(Excerpt from a dataset)
.....
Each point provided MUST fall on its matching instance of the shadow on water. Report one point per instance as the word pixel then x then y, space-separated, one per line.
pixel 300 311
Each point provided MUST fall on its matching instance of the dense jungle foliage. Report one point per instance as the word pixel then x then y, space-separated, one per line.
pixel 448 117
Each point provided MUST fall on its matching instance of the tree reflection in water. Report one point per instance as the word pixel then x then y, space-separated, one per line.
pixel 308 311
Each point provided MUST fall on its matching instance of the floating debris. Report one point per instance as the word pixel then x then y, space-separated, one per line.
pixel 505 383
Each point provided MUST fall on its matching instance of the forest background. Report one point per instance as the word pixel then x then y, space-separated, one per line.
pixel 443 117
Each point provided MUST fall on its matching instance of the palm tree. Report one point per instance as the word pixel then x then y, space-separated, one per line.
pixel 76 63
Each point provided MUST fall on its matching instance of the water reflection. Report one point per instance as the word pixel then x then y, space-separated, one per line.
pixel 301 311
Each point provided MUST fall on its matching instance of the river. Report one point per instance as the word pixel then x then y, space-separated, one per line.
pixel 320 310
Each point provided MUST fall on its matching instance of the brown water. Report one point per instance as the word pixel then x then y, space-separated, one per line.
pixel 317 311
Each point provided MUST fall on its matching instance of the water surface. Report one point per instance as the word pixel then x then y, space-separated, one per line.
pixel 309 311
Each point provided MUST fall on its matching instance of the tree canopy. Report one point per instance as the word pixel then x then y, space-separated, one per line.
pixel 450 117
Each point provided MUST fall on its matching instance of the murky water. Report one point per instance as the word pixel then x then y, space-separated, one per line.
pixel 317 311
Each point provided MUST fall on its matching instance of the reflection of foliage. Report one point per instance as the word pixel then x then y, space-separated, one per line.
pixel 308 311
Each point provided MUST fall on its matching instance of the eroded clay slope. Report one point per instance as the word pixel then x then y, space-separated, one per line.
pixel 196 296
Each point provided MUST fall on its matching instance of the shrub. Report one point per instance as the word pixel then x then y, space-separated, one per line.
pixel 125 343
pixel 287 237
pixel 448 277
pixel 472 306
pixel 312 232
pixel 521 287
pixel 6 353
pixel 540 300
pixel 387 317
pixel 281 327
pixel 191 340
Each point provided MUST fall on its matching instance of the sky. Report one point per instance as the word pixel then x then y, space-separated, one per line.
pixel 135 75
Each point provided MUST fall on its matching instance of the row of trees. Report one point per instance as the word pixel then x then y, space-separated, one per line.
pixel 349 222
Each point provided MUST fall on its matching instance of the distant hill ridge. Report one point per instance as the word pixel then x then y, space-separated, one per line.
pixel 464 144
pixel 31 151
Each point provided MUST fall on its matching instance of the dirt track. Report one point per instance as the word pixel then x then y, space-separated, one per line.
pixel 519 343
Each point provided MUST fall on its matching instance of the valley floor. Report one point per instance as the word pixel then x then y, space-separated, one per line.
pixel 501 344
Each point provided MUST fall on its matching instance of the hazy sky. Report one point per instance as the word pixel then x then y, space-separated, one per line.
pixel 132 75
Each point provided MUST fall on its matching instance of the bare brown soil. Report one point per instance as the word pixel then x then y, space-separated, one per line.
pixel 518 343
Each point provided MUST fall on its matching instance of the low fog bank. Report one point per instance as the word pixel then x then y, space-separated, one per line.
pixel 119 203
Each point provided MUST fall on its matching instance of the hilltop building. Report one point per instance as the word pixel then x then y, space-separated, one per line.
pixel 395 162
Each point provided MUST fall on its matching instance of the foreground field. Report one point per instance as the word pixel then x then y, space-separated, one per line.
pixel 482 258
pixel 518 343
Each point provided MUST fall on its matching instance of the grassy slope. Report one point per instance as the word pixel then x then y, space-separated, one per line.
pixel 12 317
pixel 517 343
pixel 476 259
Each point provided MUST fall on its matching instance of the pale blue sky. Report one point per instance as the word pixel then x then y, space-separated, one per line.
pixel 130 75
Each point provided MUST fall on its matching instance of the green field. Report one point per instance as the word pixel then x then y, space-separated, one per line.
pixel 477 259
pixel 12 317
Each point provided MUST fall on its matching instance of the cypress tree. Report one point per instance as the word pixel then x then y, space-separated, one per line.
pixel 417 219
.....
Task statement |
Can you rewrite everything in the material from the line containing "of the dirt" down to the line containing "pixel 501 344", both included, as a JSON list of strings with one string per line and blank lines left out?

Written response |
[
  "Each point provided MUST fall on its matching instance of the dirt track. Report one point per instance as the word pixel then x then y, space-separated, one per line.",
  "pixel 519 343",
  "Each point provided MUST fall on its matching instance of the valley floor. Report one point per instance as the word pixel then x then y, space-separated, one per line.",
  "pixel 501 344"
]